> **TASK DETAILS**:
Reproduce the data from the line containing "Locate every instance of the concrete" through the line containing "(1078, 249)", swapping "concrete pad" for "stone slab" and keeping everything else unchanged.

> **DATA FOR THIS EXERCISE**:
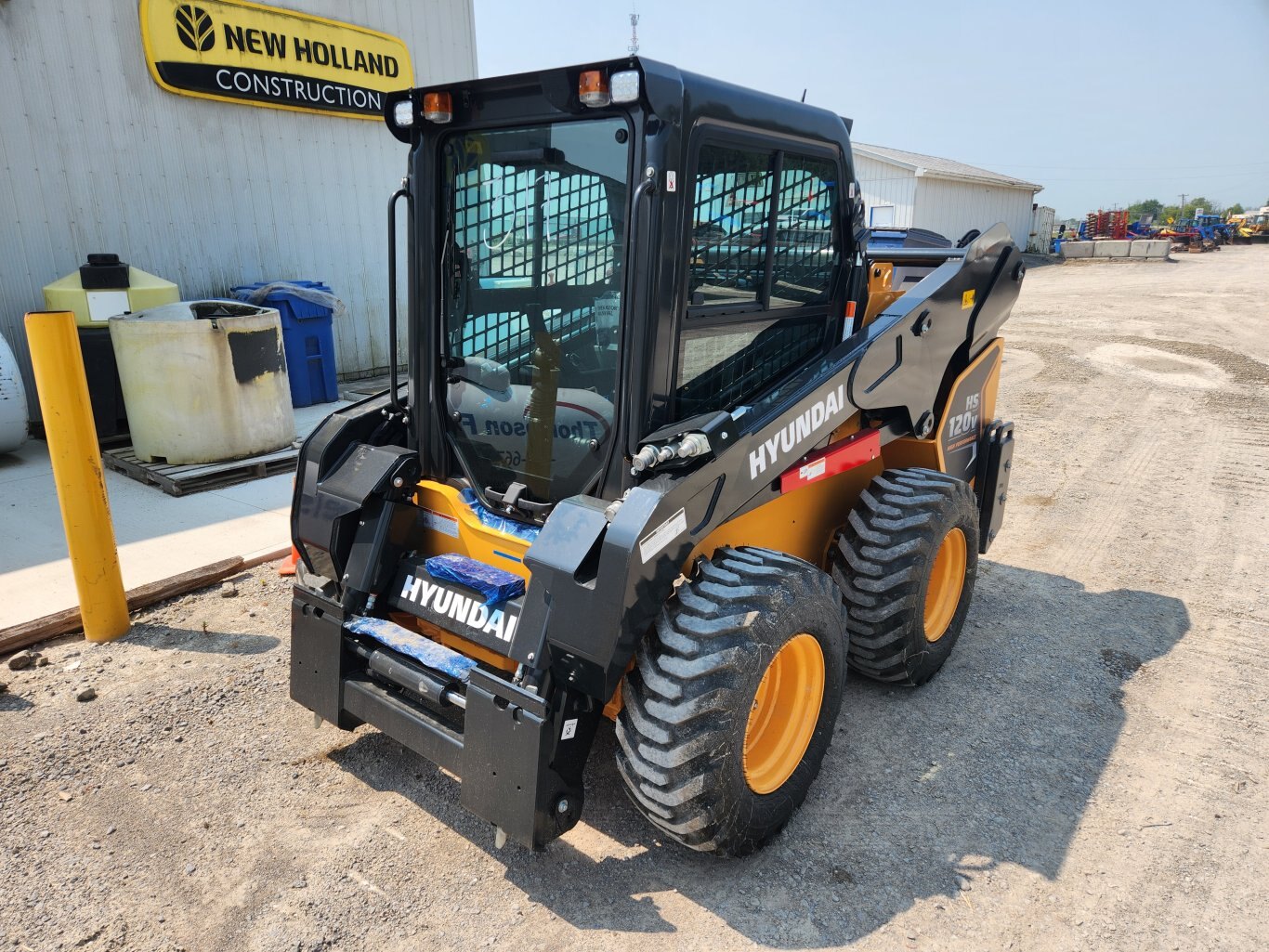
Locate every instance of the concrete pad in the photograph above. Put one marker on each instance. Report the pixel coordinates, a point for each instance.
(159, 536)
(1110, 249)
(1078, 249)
--
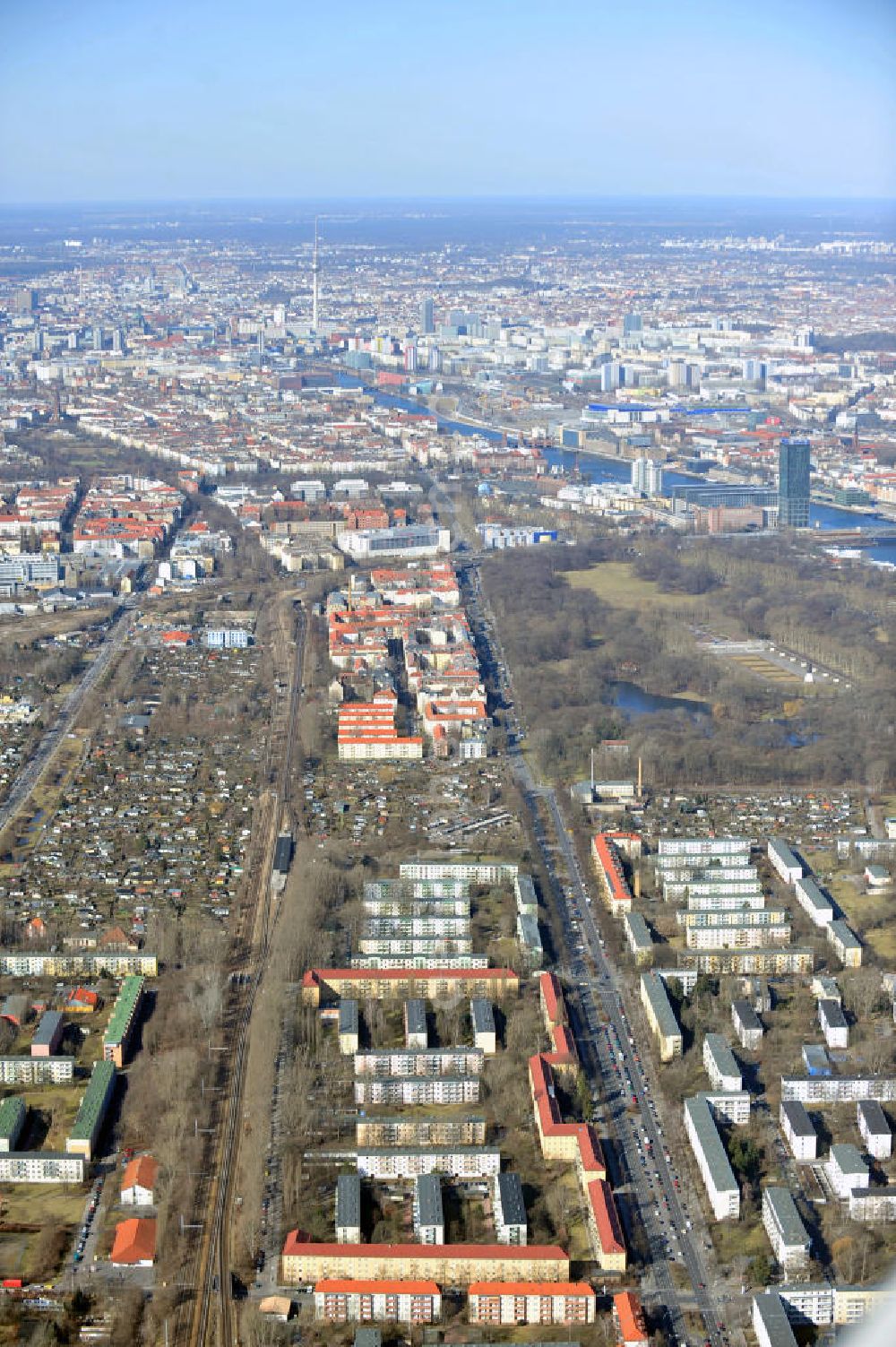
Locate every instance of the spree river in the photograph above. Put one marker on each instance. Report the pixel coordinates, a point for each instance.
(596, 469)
...
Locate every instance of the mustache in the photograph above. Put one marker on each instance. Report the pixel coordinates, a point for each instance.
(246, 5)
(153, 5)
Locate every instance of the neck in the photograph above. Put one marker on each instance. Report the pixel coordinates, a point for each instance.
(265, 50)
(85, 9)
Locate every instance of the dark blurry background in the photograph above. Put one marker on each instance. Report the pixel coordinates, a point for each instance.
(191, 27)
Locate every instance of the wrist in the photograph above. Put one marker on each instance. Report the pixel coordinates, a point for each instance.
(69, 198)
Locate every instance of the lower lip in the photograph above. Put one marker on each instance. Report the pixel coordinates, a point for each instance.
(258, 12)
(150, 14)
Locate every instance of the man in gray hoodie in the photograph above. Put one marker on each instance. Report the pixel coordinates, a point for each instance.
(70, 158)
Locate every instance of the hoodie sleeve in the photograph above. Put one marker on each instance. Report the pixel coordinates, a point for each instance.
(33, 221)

> **FINISHED ANSWER**:
Locate every instance of the stone slab in the photograph above. Put one marker on each instance. Report the pixel coordinates, a point for each instance.
(159, 536)
(1110, 249)
(1078, 249)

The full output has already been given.